[Records from a data source]
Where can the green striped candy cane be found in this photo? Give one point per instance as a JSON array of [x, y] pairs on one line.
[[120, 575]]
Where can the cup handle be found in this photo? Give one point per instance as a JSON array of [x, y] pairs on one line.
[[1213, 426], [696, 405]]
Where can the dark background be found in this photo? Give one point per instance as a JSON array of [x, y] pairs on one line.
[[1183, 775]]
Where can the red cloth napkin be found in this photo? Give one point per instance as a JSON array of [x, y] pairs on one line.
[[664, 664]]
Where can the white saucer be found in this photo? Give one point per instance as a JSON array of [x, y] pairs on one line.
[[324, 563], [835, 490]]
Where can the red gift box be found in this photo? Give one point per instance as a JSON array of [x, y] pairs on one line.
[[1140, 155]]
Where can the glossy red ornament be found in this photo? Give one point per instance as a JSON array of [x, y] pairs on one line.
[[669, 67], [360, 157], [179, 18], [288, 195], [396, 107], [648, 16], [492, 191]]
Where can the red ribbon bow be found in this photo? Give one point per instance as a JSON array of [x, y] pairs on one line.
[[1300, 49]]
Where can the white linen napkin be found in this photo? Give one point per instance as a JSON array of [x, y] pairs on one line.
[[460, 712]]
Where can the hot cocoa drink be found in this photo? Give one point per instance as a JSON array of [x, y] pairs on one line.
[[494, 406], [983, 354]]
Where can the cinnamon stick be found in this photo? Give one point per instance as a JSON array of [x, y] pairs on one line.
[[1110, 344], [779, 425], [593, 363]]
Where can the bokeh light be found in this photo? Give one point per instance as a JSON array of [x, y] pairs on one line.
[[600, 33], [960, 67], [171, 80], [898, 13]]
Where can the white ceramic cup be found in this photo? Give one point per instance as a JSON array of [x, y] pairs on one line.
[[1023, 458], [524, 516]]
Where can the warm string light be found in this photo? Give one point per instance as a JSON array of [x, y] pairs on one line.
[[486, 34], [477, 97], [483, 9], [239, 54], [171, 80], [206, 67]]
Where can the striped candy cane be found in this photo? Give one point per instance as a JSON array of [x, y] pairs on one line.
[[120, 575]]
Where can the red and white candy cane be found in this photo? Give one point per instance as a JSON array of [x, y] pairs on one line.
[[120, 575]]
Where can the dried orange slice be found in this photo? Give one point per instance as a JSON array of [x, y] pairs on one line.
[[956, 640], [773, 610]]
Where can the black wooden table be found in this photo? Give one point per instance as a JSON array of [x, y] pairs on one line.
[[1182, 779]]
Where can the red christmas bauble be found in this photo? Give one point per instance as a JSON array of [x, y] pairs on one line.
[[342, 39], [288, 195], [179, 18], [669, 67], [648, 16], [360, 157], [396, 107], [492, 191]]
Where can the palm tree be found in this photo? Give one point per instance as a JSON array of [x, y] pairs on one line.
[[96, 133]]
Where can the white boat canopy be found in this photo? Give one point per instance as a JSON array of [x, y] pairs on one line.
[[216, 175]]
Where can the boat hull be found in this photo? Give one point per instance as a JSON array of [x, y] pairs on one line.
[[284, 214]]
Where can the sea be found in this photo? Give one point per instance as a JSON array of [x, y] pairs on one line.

Exercise prompt:
Every record needs to be reproduced exactly, with none skipped.

Task answer:
Where can the green striped candy cane be found in this photo? Give one point per instance as a JSON array of [x, y] pairs on one line.
[[120, 575]]
Where can the cup handle be found in this photo? Give one point per instance as a JSON array of [x, y] pairs on one line.
[[1213, 426], [696, 405]]
Where can the dark background be found in this photo? Give one point per instance as a JSON array of [x, y] pairs on one line.
[[1183, 775]]
Where can the red cloth napkin be found in this photo? Give one point per instance as a JSON array of [x, y] pairs on one line.
[[664, 664]]
Where can the white saucer be found in this photo? Give one point per instance as a JSON array of [x, y] pairs on one line.
[[324, 563], [835, 490]]
Where can the red gift box be found in this photo? Give one point per instance as a JSON array of [x, y] pairs on one line.
[[1140, 155]]
Where can the glossy red ornament be found in this photo? Give one point per instance as a JSON array of [x, y] pairs on one line.
[[669, 67], [360, 157], [179, 18], [288, 195], [396, 107], [648, 16], [492, 191]]
Where can the red ribbon bow be found in this photo? Give one point per instance as a JSON array of [x, y] pairs on one line.
[[1300, 49]]
Where can the white linen napkin be found in this photo? Give one point per instance as a JSON array of [x, y] pairs on one line.
[[460, 712]]
Where can the hot cocoa drink be found in this photo? Give one point per instance as a JSON array of [x, y] pairs on one line.
[[494, 406], [983, 354]]
Where can the cinnamon stick be found in this photo? Give one point per instance as a JSON array of [x, y] pairs on one line.
[[1110, 344], [779, 425], [593, 363]]
Where can the bokeh light be found in this photo? Give one point per instance as a JSON array of [x, y] pairs on one line.
[[600, 33], [960, 67], [171, 80], [898, 13]]
Where can the white ceramic cup be found in this photo? Give one point per instance as a JSON array of [x, y] pairs on one line.
[[1023, 458], [524, 516]]
Where can the warm string light be found in this photo? Give one point per instance as a JSON array of [x, y] pairs on one line.
[[486, 34], [477, 97], [483, 9], [239, 54], [171, 80], [206, 67]]
Where can the striped candy cane be found in this photo? Give one point per instance as a JSON array of [x, y] pairs on one line.
[[120, 575]]
Where can the red and white candy cane be found in this photo? Give one point per instance as a JSON array of [x, y] pairs on one line.
[[120, 575]]
Where can the dried orange slice be found in this photo? Give one point per instance as a JSON array of [x, y] pairs on one line.
[[956, 640], [773, 610]]
Where can the black wooden table be found in this photo? Give one point per instance as a JSON array of [x, y] pairs on one line.
[[1182, 779]]
Where can the red christmas bauble be found in this photo? Give one point per instance as a JSON array of [x, y] pairs on one line.
[[342, 39], [288, 195], [179, 18], [669, 67], [648, 16], [360, 157], [396, 107], [492, 191]]
Where can the palm tree be found in this photo? Give one point per instance as a JSON array of [x, y] pairs on one line.
[[96, 133]]
Where can the white boat canopy be found in this photo? Give one point per instance as a JSON array of [x, y] pairs on one line.
[[216, 175]]
Where can the boat hull be found in this photo? Give one point per instance as a JSON array of [x, y] pairs on one line.
[[284, 214]]
Where can the sea be found in this photo? Give one point per instance as a JSON array of [x, y] pairs on one line.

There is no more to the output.